Il coraggio dei lavoratori Luciano Gallino

DATA PUBBLICAZIONE

07/06/2013

LUOGO

La Repubblica


Il coraggio dei lavoratori
Luciano Gallino | 7 giugno 2013 | 0 commenti


Nel 2001 l’Argentina stava attraversando, come noi oggi, una disastrosa crisi economica. Centinaia di imprese

dichiaravano fallimento. Ma i lavoratori scoprirono, tra mille difficoltà, che riuscivano a mandare avanti la

fabbrica o l’impresa non meno bene del padrone che era fallito o di fronte alla crisi era scappato all’estero.

E stabilirono reti di relazione efficaci con le comunità locali e con altre imprese «recuperate». Da allora le

empresas recuperadas si sono moltiplicate

di Luciano Gallino

Nel 2001 l’Argentina stava attraversando, come noi oggi, una disastrosa crisi economica. Centinaia di imprese
dichiaravano fallimento, e i dipendenti, con una età media sopra i quaranta, erano quasi certi che mai più
avrebbero trovato un lavoro. Una ondata dissennata di privatizzazioni di aziende pubbliche aveva contribuito a
disastrare il mercato del lavoro; il resto lo avevano fatto gli “aggiustamenti strutturali” imposti dalla
Banca mondiale e dal Fmi — simili a quelli che oggi arrivano a noi da Bruxelles o da Francoforte — da cui il
drastico ridimensionamento dei sistemi di protezione sociale.

Sfide |
1. Traduci in inglese questa frase del brano fornito: «Nel 2001 l’Argentina stava attraversando, come noi oggi, una disastrosa crisi economica.»
2. Trasforma in un elenco numerato il tratto dei record che va dal loro inizio fino alla riga contenente "141 111 L 151", inclusa, tralasciando le righe vuote.

Record di forme etichettate |

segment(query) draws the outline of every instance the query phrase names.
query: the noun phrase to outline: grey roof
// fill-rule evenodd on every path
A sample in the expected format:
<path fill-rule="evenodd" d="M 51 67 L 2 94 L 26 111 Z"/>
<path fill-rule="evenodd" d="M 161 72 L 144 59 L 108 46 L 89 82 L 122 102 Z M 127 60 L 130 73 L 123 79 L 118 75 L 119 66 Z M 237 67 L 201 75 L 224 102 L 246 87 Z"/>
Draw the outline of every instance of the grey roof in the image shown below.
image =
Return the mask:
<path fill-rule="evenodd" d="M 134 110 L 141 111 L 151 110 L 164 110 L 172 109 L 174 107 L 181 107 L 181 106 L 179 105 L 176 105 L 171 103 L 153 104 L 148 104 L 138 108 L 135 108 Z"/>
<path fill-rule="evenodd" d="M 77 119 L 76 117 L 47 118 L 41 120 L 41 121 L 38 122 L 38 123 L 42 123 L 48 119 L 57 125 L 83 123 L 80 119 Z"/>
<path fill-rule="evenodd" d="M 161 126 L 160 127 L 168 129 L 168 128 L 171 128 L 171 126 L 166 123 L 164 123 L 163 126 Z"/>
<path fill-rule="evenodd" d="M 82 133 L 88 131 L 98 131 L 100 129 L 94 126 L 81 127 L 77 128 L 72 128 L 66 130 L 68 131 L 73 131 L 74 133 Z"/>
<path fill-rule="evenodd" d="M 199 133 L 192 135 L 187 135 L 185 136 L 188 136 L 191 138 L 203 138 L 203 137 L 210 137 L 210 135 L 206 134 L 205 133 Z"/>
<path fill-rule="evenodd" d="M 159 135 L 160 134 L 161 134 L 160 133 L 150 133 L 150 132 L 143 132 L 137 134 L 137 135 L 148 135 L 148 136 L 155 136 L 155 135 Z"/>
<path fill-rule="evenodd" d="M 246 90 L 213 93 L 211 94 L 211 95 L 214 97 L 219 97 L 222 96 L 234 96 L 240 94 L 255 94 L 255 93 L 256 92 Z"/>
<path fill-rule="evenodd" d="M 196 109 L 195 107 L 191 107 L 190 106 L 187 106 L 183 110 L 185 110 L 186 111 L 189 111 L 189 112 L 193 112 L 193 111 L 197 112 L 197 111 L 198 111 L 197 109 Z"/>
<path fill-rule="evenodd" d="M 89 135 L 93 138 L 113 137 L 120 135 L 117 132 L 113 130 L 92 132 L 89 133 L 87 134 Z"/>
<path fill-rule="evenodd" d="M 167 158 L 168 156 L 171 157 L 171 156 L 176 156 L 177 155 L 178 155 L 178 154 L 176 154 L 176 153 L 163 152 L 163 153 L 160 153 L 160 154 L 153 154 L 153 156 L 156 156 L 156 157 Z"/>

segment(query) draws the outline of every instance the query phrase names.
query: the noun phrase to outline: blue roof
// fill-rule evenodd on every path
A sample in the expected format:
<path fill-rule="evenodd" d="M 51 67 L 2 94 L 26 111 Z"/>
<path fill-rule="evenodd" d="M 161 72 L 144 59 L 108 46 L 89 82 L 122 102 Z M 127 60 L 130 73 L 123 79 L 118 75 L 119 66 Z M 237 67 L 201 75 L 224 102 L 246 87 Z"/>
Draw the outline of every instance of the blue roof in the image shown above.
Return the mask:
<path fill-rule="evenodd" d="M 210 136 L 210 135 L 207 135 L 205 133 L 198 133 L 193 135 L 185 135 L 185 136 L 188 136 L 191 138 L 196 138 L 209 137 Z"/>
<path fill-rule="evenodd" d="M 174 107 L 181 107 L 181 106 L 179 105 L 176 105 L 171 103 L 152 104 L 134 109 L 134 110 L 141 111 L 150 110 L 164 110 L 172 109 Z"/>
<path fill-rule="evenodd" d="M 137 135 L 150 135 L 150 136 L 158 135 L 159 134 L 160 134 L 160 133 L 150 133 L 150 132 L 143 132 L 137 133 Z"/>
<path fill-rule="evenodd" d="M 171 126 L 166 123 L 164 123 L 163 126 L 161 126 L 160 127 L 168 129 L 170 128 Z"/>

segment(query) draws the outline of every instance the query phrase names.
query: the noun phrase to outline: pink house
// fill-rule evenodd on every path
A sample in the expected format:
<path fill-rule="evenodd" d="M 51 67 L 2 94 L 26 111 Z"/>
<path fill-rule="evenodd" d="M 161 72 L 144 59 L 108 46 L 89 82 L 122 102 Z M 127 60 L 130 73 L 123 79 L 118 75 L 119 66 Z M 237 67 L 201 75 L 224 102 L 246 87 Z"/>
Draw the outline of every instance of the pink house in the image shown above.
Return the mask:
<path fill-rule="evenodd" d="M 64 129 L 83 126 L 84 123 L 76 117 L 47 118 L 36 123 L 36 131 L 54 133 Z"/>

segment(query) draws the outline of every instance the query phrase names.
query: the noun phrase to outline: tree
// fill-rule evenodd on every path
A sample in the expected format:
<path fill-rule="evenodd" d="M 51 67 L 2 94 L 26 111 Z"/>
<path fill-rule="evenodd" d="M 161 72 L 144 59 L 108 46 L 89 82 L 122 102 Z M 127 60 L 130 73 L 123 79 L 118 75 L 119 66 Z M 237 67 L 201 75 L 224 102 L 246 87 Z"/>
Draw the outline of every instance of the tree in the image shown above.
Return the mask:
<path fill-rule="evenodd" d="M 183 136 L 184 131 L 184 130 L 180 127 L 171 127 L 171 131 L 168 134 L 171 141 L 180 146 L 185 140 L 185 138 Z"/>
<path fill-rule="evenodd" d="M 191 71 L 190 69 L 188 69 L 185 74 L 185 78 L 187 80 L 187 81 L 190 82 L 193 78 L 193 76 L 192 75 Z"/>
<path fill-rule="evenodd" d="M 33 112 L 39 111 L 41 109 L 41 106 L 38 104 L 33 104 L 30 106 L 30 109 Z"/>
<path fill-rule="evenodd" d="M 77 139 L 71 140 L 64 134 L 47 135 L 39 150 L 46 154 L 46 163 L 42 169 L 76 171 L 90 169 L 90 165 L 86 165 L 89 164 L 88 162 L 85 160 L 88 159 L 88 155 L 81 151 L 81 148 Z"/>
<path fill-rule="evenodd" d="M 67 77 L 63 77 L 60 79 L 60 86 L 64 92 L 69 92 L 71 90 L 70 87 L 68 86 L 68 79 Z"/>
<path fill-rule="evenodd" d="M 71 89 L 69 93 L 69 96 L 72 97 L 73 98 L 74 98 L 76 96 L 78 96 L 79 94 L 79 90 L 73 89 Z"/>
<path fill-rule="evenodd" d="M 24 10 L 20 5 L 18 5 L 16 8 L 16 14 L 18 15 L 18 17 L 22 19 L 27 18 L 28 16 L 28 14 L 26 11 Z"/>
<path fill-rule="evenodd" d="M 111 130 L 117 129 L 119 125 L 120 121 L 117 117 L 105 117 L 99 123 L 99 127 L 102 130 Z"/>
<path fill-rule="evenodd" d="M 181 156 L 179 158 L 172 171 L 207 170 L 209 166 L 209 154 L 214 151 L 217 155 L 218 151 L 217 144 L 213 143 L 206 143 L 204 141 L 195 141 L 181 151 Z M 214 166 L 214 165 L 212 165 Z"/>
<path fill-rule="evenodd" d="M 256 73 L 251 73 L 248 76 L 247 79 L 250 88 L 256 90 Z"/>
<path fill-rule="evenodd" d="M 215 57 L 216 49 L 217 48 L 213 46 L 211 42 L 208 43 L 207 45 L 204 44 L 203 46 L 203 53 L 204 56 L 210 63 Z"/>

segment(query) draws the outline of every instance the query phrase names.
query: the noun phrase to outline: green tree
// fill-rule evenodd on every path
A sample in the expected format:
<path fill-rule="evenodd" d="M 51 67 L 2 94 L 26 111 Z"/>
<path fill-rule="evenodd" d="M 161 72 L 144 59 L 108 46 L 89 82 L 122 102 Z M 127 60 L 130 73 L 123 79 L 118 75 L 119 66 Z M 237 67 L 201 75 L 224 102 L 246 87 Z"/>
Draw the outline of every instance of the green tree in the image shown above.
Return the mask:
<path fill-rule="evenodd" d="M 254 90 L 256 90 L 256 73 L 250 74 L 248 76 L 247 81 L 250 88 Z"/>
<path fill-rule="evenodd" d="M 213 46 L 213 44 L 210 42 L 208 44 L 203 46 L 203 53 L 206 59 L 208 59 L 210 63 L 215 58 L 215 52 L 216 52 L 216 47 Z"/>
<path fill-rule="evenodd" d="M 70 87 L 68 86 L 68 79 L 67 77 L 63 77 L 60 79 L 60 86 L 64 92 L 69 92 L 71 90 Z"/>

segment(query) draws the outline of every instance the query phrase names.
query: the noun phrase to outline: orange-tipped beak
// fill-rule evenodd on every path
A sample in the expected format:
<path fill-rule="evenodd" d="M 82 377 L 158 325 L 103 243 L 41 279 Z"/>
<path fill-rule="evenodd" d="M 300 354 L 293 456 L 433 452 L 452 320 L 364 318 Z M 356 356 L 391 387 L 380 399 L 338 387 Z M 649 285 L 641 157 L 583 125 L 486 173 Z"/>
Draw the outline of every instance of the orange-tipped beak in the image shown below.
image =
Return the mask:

Soluzioni dei compiti |
1. In 2001, Argentina was going through a disastrous economic crisis, as we are today.

2.
1. segment(query) draws the outline of every instance the query phrase names.
2. query: the noun phrase to outline: grey roof
3. // fill-rule evenodd on every path
4. A sample in the expected format:
5. <path fill-rule="evenodd" d="M 51 67 L 2 94 L 26 111 Z"/>
6. <path fill-rule="evenodd" d="M 161 72 L 144 59 L 108 46 L 89 82 L 122 102 Z M 127 60 L 130 73 L 123 79 L 118 75 L 119 66 Z M 237 67 L 201 75 L 224 102 L 246 87 Z"/>
7. Draw the outline of every instance of the grey roof in the image shown below.
8. image =
9. Return the mask:
10. <path fill-rule="evenodd" d="M 134 110 L 141 111 L 151 110 L 164 110 L 172 109 L 174 107 L 181 107 L 181 106 L 179 105 L 176 105 L 171 103 L 153 104 L 148 104 L 138 108 L 135 108 Z"/>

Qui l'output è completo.